_TASK OBJECTIVE_
Among the lines of this material, find those holding the word "white" and report how many there are, with nothing added.

_EXTRACTED INFORMATION_

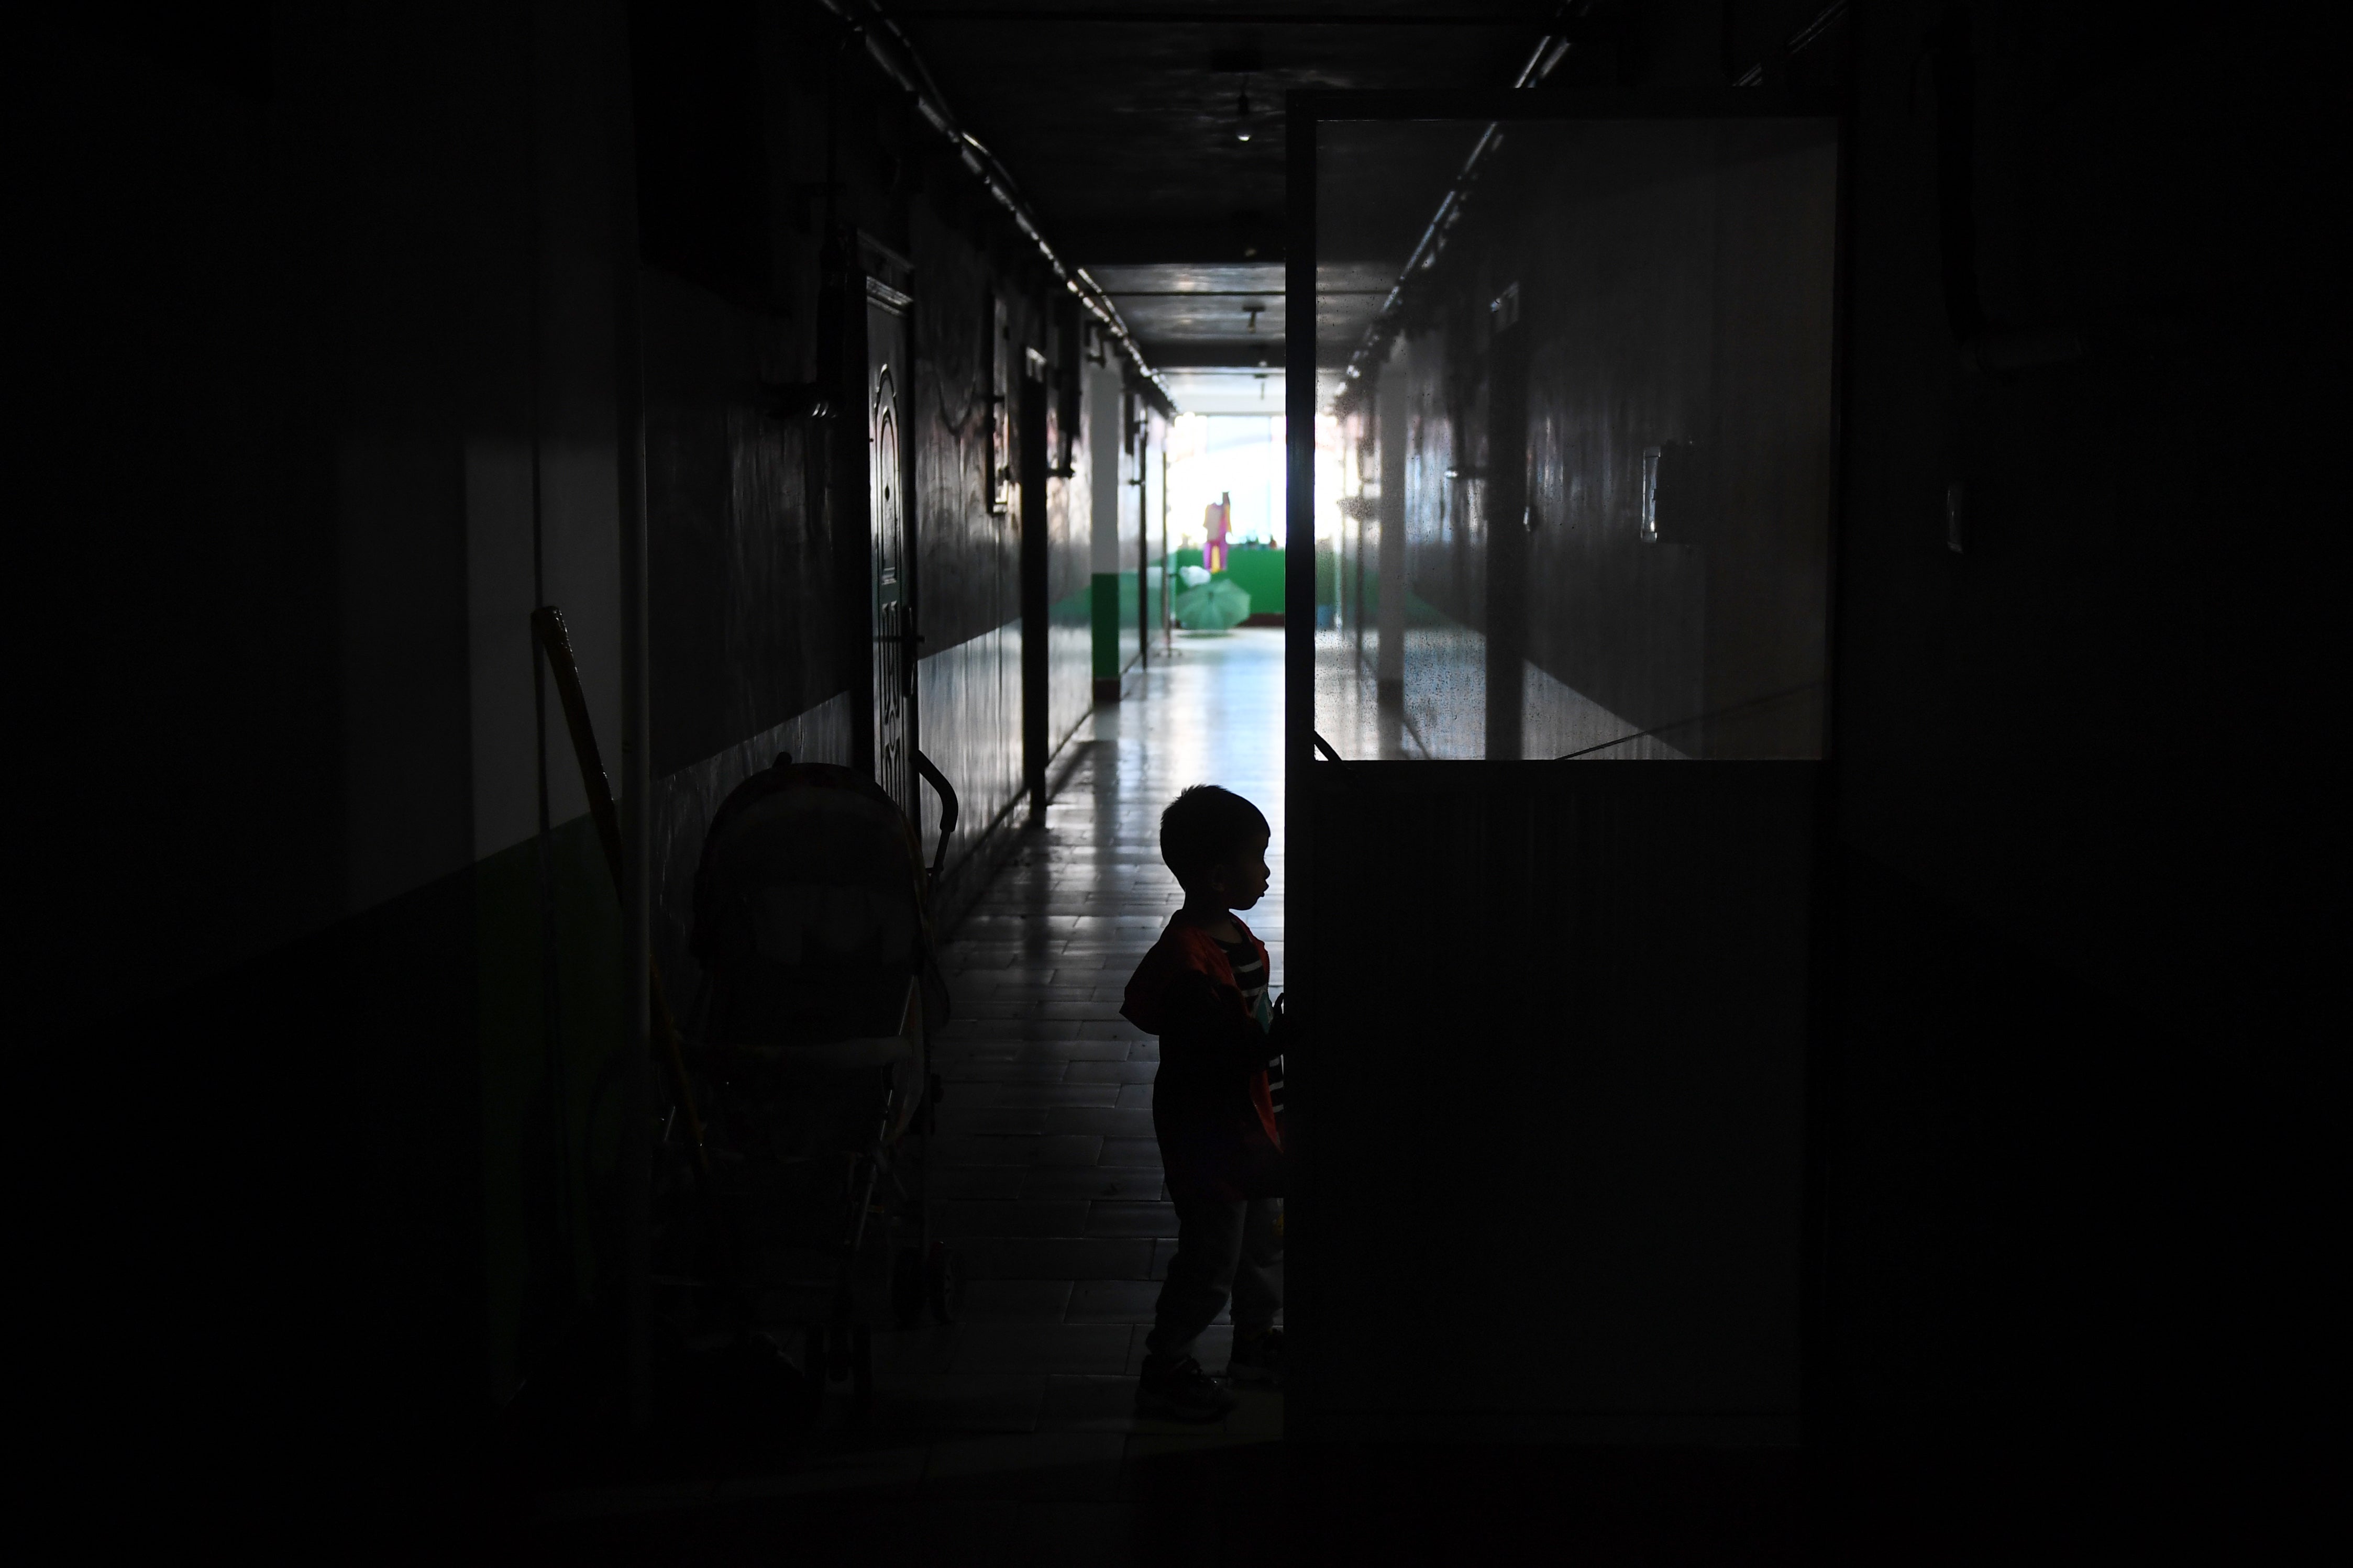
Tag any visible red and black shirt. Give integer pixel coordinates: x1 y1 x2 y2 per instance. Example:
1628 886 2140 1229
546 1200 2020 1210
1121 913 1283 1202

...

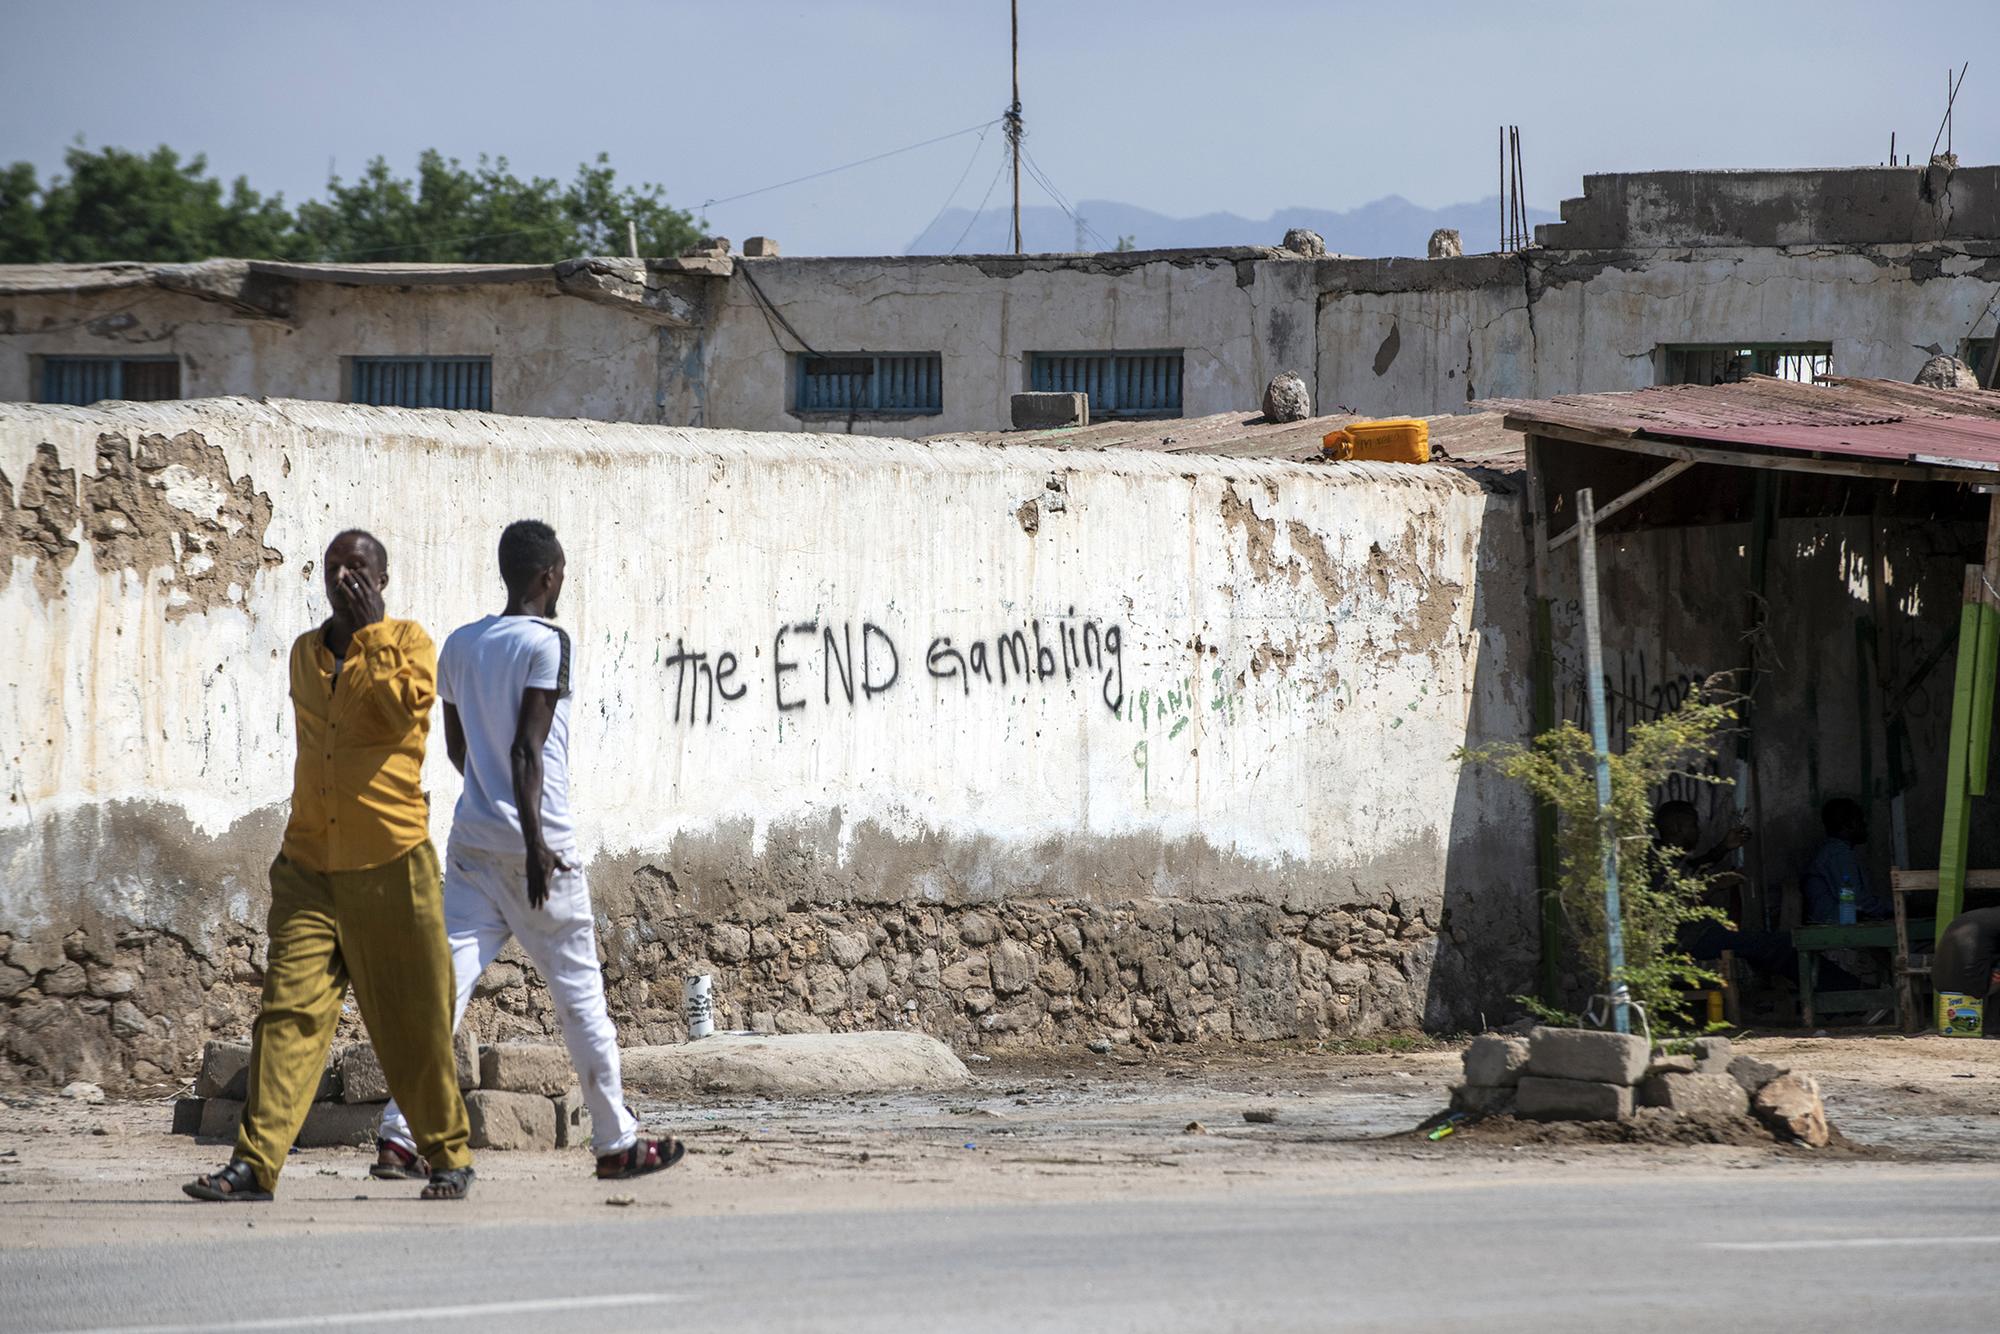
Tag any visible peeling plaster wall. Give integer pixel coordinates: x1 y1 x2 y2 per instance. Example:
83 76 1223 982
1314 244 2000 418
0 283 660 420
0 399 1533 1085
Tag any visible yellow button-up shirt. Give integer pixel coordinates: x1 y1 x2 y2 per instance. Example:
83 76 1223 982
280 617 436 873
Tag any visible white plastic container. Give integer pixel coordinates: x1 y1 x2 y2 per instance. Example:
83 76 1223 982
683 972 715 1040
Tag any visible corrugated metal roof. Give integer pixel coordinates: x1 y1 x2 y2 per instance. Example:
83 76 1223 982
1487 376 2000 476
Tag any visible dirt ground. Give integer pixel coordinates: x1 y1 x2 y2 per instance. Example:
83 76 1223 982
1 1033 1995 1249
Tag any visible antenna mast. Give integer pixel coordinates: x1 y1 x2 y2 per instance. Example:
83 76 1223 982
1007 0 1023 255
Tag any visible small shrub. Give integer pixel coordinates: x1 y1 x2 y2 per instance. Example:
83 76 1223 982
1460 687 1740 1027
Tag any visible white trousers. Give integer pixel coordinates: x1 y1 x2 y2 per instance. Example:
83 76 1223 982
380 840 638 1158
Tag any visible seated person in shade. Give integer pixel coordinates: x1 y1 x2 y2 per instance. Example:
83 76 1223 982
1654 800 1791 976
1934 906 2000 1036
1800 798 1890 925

_OUTPUT BELOW_
2